───── FRAGMENTO DEL TEXTO ─────

Otra de las afirmaciones indemostradas de la crítica negativa es la de suponer que los escritores del Nuevo Testamento no distinguieron bien entre sus propias palabras y las que pronunció Jesús.
Vamos que, en muchos casos, se las inventaron y las pusieron en boca del Maestro pero éste nunca las habría pronunciado.
Sin embargo, lo cierto es que no hay evidencia suficientemente sólida como para sostener semejante argumento.
Las palabras pronunciadas por Jesús en arameo, esas que los especialistas llaman ipsissima verba, no demuestran que todas las demás dichas en hebreo o en griego koiné fueran falsas o inventadas por los discípulos.
Probablemente el Maestro hablaba estas tres lenguas y, tal como hacemos nosotros hoy, usaba algunas frases significativas en el mismo idioma en que se habían gestado.
Además, es evidente que los cristianos primitivos distinguían perfectamente entre las palabras de Jesús y las suyas propias por la facilidad con que se aprecian en el texto del Nuevo Testamento.
Las ediciones bíblicas que resaltan las frases de Cristo en tinta roja son suficientemente significativas.
Los escritores de los evangelios y de las epístolas fueron siempre muy conscientes de cuáles eran sus propias ideas y cuáles las expresadas por su Maestro.
Esto se aprecia bien en los escritos del apóstol Pablo, por ejemplo cuando en relación al matrimonio dice: “mando, no yo, sino el Señor” y dos versículos después afirma: “y a los demás yo digo, no el Señor” (1 Co. 7:10-12).
Hay aquí una clara distinción entre lo que dijo Jesús y lo que creía Pablo. De manera que la hipótesis de la confusión de palabras y conceptos entre el rabino galileo y sus discípulos no se sostiene.
Asimismo, se ha sugerido que muchas historias del Nuevo Testamento son el producto del folklore mítico propio de las demás religiones y tradiciones de la época.
Si bien es verdad que durante los siglos II y III d. C. surgieron numerosas leyendas y mitos paganos, también lo es que los escritores novotestamentarios rechazaron siempre tales fábulas humanas.
En este sentido, Pablo insiste en que los cristianos no deben prestar atención a las “fábulas y genealogías interminables” (1 Ti. 1:4), ni a las “fábulas profanas y de viejas” (1 Ti. 4:7) o a las “fábulas judaicas, ni a mandamientos de hombres que se apartan de la verdad” (Ti. 1:14).
Está claro que, según su opinión, los creyentes en Cristo Jesús debían apartarse de cualquier tipo de mito o superstición humana.
El apóstol Pedro recalca también esta misma idea al afirmar: “Porque no os hemos dado a conocer el poder y la venida de nuestro Señor Jesucristo siguiendo fábulas artificiosas, sino como habiendo visto con nuestros propios ojos su majestad” (2 P. 1:16).

─────

TAREAS REQUERIDAS
1. Transcribe del fragmento sobre el Nuevo Testamento el pasaje que va desde "Si bien es verdad" hasta "o superstición humana.", ambos incluidos.
2. Según el fragmento sobre el Nuevo Testamento, ¿qué nombre dan los especialistas a las palabras que Jesús pronunció en arameo?
3. Resume en menos palabras el párrafo del fragmento sobre el Nuevo Testamento que empieza por "Esto se aprecia bien en los escritos del apóstol Pablo".

───── MATERIAL PROPORCIONADO ─────

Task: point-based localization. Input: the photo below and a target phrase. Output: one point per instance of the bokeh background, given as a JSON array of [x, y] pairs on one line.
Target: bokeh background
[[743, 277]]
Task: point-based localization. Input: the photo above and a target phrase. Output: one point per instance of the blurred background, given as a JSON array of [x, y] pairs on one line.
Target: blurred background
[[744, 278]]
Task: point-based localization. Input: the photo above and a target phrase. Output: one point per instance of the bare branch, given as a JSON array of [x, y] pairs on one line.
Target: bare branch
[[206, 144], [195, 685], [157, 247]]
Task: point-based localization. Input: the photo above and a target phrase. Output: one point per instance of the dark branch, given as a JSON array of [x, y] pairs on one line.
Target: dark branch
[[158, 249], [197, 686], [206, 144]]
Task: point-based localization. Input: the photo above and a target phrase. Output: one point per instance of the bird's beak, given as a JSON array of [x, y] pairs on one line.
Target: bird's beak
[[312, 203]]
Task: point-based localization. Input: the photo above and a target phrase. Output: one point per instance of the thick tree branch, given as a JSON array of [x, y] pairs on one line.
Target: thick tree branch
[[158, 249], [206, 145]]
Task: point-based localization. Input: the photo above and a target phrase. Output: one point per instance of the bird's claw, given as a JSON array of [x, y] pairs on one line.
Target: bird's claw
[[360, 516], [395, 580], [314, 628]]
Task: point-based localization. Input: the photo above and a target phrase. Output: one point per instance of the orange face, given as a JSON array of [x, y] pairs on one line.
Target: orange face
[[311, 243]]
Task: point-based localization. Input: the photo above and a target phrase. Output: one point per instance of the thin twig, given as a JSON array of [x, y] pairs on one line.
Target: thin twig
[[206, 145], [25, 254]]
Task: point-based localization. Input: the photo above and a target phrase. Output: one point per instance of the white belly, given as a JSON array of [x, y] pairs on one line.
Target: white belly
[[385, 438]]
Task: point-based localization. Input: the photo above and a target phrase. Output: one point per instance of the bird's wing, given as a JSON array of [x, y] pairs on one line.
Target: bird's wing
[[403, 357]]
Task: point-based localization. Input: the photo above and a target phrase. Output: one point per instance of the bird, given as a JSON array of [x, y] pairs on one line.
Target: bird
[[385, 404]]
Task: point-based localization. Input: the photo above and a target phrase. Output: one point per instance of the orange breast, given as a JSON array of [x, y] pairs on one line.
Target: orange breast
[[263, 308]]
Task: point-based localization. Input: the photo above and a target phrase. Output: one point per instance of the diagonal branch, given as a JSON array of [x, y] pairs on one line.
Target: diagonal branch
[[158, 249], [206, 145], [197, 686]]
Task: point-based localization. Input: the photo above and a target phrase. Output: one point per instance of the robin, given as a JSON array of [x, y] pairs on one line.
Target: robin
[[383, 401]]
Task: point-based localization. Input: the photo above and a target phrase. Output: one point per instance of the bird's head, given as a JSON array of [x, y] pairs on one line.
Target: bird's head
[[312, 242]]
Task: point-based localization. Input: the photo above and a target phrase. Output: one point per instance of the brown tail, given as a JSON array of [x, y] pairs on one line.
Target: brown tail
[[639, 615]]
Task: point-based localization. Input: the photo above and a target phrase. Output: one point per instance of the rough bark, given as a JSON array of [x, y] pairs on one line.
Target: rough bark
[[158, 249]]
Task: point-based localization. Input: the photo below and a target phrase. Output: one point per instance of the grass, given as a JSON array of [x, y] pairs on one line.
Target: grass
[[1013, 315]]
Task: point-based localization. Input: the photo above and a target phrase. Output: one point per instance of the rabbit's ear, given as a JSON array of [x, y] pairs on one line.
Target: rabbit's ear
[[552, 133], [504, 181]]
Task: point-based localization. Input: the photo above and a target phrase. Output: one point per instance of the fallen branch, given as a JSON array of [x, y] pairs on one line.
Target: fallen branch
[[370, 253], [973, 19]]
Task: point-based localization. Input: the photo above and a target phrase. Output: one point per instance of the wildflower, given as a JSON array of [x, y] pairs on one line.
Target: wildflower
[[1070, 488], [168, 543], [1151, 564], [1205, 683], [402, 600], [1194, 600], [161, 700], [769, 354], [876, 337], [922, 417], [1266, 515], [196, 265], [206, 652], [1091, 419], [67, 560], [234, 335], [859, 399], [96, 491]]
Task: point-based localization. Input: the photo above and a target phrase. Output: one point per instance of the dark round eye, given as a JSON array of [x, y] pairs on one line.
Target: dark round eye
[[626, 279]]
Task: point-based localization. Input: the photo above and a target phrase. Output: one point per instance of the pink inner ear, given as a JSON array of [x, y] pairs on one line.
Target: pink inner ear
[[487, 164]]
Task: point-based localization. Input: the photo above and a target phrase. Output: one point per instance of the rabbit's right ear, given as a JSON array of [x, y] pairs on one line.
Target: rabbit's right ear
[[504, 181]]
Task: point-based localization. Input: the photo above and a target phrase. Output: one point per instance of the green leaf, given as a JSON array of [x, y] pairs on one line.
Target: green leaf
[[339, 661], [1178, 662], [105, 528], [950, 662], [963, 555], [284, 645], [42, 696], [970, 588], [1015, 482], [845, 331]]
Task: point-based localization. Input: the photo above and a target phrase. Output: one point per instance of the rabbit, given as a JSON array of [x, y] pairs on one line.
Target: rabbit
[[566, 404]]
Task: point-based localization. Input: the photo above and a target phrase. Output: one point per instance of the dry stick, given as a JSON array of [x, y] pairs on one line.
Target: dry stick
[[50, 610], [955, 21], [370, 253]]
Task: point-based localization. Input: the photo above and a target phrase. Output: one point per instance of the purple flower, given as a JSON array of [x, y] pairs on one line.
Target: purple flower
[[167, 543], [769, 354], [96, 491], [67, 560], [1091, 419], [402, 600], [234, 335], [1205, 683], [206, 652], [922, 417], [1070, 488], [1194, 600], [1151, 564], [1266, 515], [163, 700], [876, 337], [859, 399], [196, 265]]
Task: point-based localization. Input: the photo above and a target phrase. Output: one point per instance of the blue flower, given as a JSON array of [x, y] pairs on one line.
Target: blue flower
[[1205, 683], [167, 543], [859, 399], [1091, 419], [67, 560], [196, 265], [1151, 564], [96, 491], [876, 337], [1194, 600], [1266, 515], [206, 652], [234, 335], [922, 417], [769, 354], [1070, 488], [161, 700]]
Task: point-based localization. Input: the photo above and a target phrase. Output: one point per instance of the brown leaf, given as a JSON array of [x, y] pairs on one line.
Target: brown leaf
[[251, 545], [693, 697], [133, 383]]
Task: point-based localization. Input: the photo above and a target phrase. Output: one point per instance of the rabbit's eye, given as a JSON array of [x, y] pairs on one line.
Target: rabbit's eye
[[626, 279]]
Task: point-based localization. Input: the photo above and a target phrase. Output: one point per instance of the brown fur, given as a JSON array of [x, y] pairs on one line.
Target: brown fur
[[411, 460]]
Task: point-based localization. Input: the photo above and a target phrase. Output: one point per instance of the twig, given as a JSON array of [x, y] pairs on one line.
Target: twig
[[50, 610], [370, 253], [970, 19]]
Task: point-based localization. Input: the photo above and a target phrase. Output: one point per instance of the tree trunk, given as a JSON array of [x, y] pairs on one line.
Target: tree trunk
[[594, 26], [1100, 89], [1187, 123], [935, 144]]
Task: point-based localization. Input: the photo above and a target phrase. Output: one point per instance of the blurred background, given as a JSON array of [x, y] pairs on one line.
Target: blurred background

─────

SOLUCIONES A CONTINUACIÓN
1.
Si bien es verdad que durante los siglos II y III d. C. surgieron numerosas leyendas y mitos paganos, también lo es que los escritores novotestamentarios rechazaron siempre tales fábulas humanas.
En este sentido, Pablo insiste en que los cristianos no deben prestar atención a las “fábulas y genealogías interminables” (1 Ti. 1:4), ni a las “fábulas profanas y de viejas” (1 Ti. 4:7) o a las “fábulas judaicas, ni a mandamientos de hombres que se apartan de la verdad” (Ti. 1:14).
Está claro que, según su opinión, los creyentes en Cristo Jesús debían apartarse de cualquier tipo de mito o superstición humana.

2. Ipsissima verba.

3. Pablo separa sus palabras de las del Señor. Sobre el matrimonio escribe "mando, no yo, sino el Señor". Dos versículos después añade "y a los demás yo digo, no el Señor" (1 Co. 7:10-12).